* START DATA PROVIDED *

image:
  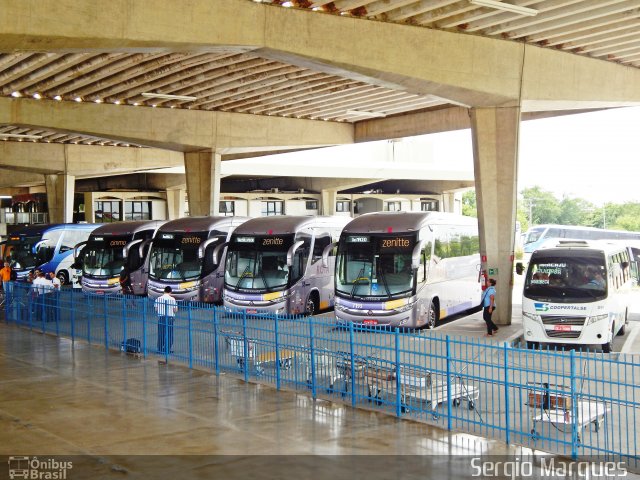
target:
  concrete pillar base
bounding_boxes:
[44,175,76,223]
[471,107,520,325]
[184,152,222,217]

* END DATA PROVIDED *

> [TASK TO CARRY OUT] Rewrite the data with "pillar" changed to "column" and nothing else altered, omitting the pictures.

> [ANSWER TO THE TASK]
image:
target:
  concrete column base
bounding_boxes:
[44,175,76,223]
[471,107,520,325]
[184,152,222,217]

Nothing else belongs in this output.